#### EXERCISE TASK
Please copy each of the following rows word for word, keeping the line breaks and spacing unchanged.
begin THE DATA
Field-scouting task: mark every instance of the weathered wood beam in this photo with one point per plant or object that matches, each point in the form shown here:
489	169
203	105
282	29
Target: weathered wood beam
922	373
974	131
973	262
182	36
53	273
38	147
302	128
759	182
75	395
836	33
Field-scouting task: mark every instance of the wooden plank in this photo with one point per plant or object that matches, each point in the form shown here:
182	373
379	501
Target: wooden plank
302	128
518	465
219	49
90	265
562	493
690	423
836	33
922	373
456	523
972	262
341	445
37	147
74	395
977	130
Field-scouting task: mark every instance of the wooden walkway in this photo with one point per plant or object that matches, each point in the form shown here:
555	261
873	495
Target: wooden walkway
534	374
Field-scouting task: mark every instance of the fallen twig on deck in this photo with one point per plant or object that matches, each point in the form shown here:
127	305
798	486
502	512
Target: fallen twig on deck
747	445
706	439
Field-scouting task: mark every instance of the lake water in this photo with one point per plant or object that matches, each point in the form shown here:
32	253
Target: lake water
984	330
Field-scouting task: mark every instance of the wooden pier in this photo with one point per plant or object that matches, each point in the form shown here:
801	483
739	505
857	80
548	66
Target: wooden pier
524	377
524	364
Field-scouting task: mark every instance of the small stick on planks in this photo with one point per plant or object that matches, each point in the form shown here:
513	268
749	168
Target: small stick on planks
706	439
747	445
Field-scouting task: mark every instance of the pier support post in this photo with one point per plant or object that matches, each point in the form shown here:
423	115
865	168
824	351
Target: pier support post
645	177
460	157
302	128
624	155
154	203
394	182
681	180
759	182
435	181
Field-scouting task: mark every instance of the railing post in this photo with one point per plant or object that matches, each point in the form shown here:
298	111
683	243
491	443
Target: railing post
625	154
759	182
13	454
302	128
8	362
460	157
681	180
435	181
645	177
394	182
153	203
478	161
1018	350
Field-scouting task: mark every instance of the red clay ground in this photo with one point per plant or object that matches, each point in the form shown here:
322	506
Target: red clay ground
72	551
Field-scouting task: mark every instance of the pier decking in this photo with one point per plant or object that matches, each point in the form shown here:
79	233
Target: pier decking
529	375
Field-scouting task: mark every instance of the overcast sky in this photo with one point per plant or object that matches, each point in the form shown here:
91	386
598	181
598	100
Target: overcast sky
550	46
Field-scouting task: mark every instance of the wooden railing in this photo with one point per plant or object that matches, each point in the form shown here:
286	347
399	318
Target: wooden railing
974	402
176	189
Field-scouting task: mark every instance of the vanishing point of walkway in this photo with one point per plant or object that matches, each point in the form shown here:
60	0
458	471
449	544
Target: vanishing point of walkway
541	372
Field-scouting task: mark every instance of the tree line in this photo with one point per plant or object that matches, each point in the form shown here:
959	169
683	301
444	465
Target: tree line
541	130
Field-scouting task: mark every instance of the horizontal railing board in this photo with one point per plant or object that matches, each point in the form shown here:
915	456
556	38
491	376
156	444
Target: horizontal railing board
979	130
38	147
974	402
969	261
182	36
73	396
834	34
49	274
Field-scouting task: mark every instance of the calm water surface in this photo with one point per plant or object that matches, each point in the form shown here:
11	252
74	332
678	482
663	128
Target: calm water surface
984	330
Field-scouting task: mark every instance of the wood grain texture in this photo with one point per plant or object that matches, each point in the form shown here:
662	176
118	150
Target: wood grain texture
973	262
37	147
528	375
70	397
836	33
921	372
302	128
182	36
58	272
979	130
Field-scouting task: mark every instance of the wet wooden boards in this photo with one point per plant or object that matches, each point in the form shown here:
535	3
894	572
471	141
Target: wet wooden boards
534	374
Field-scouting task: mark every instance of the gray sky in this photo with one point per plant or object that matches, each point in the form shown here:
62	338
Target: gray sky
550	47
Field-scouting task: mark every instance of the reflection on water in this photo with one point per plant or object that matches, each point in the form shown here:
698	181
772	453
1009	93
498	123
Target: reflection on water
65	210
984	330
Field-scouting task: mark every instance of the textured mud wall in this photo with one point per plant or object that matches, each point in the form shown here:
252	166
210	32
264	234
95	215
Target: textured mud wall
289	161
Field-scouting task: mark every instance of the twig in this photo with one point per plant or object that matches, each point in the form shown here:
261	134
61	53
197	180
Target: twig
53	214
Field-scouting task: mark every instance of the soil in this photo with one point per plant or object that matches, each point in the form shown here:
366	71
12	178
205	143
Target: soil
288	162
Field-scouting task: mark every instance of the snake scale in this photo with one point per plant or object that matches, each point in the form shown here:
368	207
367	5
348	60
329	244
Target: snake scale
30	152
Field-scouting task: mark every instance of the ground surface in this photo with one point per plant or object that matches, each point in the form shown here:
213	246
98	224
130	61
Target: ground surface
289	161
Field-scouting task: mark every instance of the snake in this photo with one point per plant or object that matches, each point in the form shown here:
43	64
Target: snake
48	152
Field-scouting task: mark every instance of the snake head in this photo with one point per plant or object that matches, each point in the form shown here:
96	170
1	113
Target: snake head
end THE DATA
#### EXPECTED ANSWER
Field-scouting task: mark every instance of the weathered wood beam in this photo with one point per plant or object that matches, each point in the form shown here:
489	169
203	105
282	29
Target: weathered wood beam
922	373
974	131
973	262
182	36
53	273
38	147
302	128
759	182
75	395
836	33
Field-scouting task: mark every instance of the wooden plank in this photo with one point per plant or object that matches, each point in the form shown here:
182	373
379	501
Target: wooden plank
302	128
518	465
219	49
90	265
562	493
690	423
836	33
922	373
456	523
972	262
341	445
37	147
74	395
977	130
Field-scouting task: mark every instance of the wooden walkway in this photo with one point per plant or object that matches, each point in the form shown here:
555	261
873	495
Target: wooden walkway
534	374
Field-scouting task: mark every instance of the fallen twig on deck in this photo with one point per plant or object that matches, each point in the form shown here:
127	305
798	486
502	512
Target: fallen twig on deck
747	445
706	439
Field-scouting task: mark every instance of the lake water in this photo with one point per plant or object that matches, each point in the form shown here:
32	253
Target: lake water
984	330
Field-scouting task: mark every instance of the wooden pier in this photo with one point per plant or object that matches, each point in the form shown here:
801	483
739	505
857	80
548	66
Target: wooden pier
524	377
524	364
Field-scouting task: mark every instance of the small stick on planks in this photo with one point per plant or object that matches, each point in the form shown here:
513	268
749	168
Target: small stick on planks
706	439
747	445
Field-scouting task: mark every instance of the pier support post in this photo with one point per plant or object that matches, each point in the form shown here:
423	115
865	168
824	351
Target: pier support post
645	177
460	157
302	128
624	155
154	203
394	182
681	180
759	182
435	181
Field-scouting task: mark every instance of the railing post in this photo with one point per plant or object that matches, each point in the form shown here:
298	111
683	243
491	443
Target: railing post
625	154
759	182
13	454
302	128
8	362
460	157
681	180
435	181
645	177
394	182
153	203
478	161
1018	350
Field-scouting task: mark every instance of the red clay ground in this photo with one point per plant or object that matches, each point in the form shown here:
322	506
Target: red clay ground
72	551
Field-scouting task: mark every instance of the pier decking in this photo with one point per plant or object that matches, each point in the form shown here:
79	233
Target: pier decking
529	375
Field-scouting task: mark every instance of the overcast sky in this photo with one point per plant or object that matches, each point in the form shown here:
91	386
598	181
598	100
Target: overcast sky
550	46
Field-scouting task: mark every instance of the wooden railing in this photo with one point per plant or object that matches, each point in the form shown here:
286	347
399	318
Target: wooden railing
974	402
176	189
Field-scouting task: mark every instance of the vanishing point of walkway in this photo with one point per plant or object that matches, each point in the form shown here:
60	0
458	471
449	544
Target: vanishing point of walkway
541	372
Field-scouting task: mark every instance of the tree line in this photo with one point per plant or object that matches, each point in the form shown here:
959	169
683	301
444	465
Target: tree line
541	130
Field-scouting task: mark every instance of the horizontal railing board in this photo with one point per plant or object that matches, each point in the form shown here:
915	456
556	38
491	376
156	444
Target: horizontal railing board
979	130
38	147
974	402
969	261
182	36
73	396
834	34
49	274
Field-scouting task: mark every instance of the calm water surface in this photo with one point per plant or object that matches, each point in the form shown here:
11	252
74	332
678	482
663	128
Target: calm water surface
984	330
Field-scouting task: mark every instance of the wood grain texture in this photo with one point per plant or object that matches, each point in the form shown here:
662	176
118	150
Target: wood grain texture
973	262
37	147
528	375
70	397
836	33
921	372
302	128
182	36
58	272
979	130
Field-scouting task: mark every instance of the wet wooden boards in this photo with one point per plant or object that matches, each point in the form shown here:
535	3
894	572
471	141
Target: wet wooden boards
534	374
Field-scouting task: mark every instance of the gray sky in this photo with one point per plant or object that matches, each point in the form shown here:
62	338
Target: gray sky
550	47
Field-scouting task: mark every instance of the reflection on water in this photo with one point per plant or object that matches, each point in the form shown here:
698	181
772	453
1009	93
498	123
Target: reflection on water
65	210
984	330
Field-scouting task: mark every instance of the textured mud wall in this photo with one point per plant or object that matches, each point in the form shown here:
252	166
210	32
264	234
95	215
Target: textured mud wall
289	161
Field-scouting task: mark every instance of the twig in this photo with one point per plant or object that matches, each point in the form shown here:
261	134
61	53
197	180
Target: twig
53	214
Field-scouting task: mark every instance of the soil in this photo with one point per plant or object that matches, each point in the form shown here:
366	71
12	178
205	143
Target: soil
288	162
Field-scouting task: mark every instance of the snake scale in this photo with one point per plant or object that matches, each point in the form shown here:
368	207
367	5
348	60
329	244
Target: snake scale
30	152
Field-scouting task: mark every instance of the ground surface in this photo with one point per plant or object that matches, each point in the form shown here:
213	246
98	224
130	61
Target: ground surface
289	161
Field-scouting task: mark every instance of the snake in this photo with one point per plant or object that matches, each point in the form shown here:
43	64
Target: snake
48	152
Field-scouting task: mark every instance of the snake head in this photo with one point per plant or object that matches, each point in the form shown here:
96	170
1	113
Target: snake head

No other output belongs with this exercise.